** Opening Given data block **
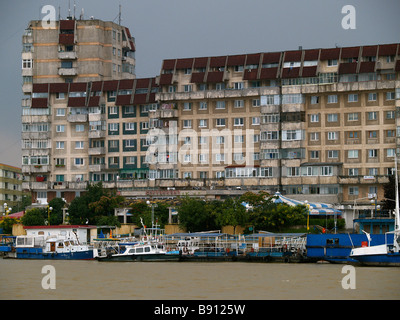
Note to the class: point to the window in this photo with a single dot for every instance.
(372, 115)
(332, 98)
(352, 154)
(238, 122)
(220, 105)
(353, 171)
(372, 96)
(187, 123)
(78, 144)
(78, 161)
(353, 97)
(27, 64)
(60, 144)
(352, 117)
(333, 135)
(239, 103)
(60, 112)
(333, 154)
(353, 191)
(220, 122)
(372, 153)
(187, 106)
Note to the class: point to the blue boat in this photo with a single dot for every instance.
(337, 248)
(388, 253)
(54, 248)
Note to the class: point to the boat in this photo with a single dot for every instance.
(149, 248)
(50, 248)
(387, 254)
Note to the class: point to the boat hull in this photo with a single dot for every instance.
(141, 257)
(380, 260)
(40, 255)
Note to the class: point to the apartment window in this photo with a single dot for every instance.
(372, 115)
(238, 85)
(187, 123)
(332, 62)
(353, 191)
(78, 161)
(314, 154)
(390, 153)
(332, 117)
(314, 136)
(390, 96)
(353, 97)
(352, 154)
(60, 144)
(220, 122)
(220, 157)
(372, 153)
(372, 96)
(332, 135)
(220, 105)
(187, 88)
(27, 64)
(239, 139)
(332, 98)
(255, 121)
(78, 144)
(352, 116)
(256, 102)
(314, 99)
(187, 106)
(353, 171)
(238, 121)
(203, 106)
(239, 103)
(202, 123)
(333, 154)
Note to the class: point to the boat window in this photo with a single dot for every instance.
(332, 241)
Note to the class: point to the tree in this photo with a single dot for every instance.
(34, 217)
(56, 214)
(195, 215)
(233, 213)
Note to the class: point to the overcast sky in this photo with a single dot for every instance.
(166, 29)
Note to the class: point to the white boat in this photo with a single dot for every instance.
(52, 248)
(149, 248)
(387, 254)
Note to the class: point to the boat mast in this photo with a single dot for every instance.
(396, 212)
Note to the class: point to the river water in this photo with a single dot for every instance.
(22, 279)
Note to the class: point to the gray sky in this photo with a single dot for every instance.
(187, 28)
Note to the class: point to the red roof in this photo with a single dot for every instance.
(61, 226)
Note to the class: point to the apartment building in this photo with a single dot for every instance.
** Closing Given data block **
- [Directions]: Should there be pictures in the data, leave them out and return the rest exactly.

- [Solved problem]:
Note to the class: point to the window in this photo with a single dot for every instance.
(372, 115)
(332, 98)
(352, 154)
(238, 122)
(220, 105)
(353, 171)
(372, 96)
(187, 123)
(78, 144)
(78, 161)
(353, 97)
(27, 64)
(60, 144)
(352, 117)
(333, 135)
(239, 103)
(60, 112)
(333, 154)
(353, 191)
(220, 122)
(372, 153)
(187, 106)
Note to the class: point to the blue boat in this photo with a single dot for every instance.
(337, 248)
(388, 253)
(54, 248)
Note to the class: point to the boat in this photo with a single dot for every instance.
(149, 248)
(50, 248)
(387, 254)
Note to the class: point to the boat hull in this photo with a single dot for every instance.
(141, 257)
(380, 260)
(40, 255)
Note to the class: point to the apartment window in this photo with a single dot for every instance.
(372, 115)
(238, 85)
(187, 123)
(332, 62)
(353, 191)
(78, 161)
(314, 154)
(390, 153)
(332, 117)
(314, 136)
(390, 96)
(353, 97)
(352, 154)
(60, 144)
(220, 122)
(220, 157)
(372, 153)
(372, 96)
(332, 135)
(220, 105)
(187, 88)
(27, 64)
(239, 139)
(332, 98)
(255, 121)
(78, 144)
(352, 116)
(256, 102)
(314, 99)
(187, 106)
(353, 171)
(238, 121)
(203, 106)
(239, 103)
(202, 123)
(333, 154)
Note to the class: point to the boat window in this photo with a single dot for every instance.
(332, 241)
Note to the class: point to the tree in this photo with a single dot for every instance.
(34, 217)
(56, 214)
(195, 215)
(233, 213)
Note to the class: point to the overcast sky in this photo with a single dot for every instance.
(166, 29)
Note to the class: point to the white boat in this photo with a single dot for every instance.
(52, 248)
(149, 248)
(387, 254)
Note to the class: point to the boat mast in this photo with a single dot for every instance.
(396, 212)
Note to the class: point to the river water in this photo with a single dot for every instance.
(22, 279)
Note to the class: point to the gray sky in this photo with a single dot for every instance.
(187, 28)
Note to the class: point to the red roof in this photo with a single dot for every instance.
(61, 226)
Note to the class: point to the apartment building in this photo with a single dot for every instance.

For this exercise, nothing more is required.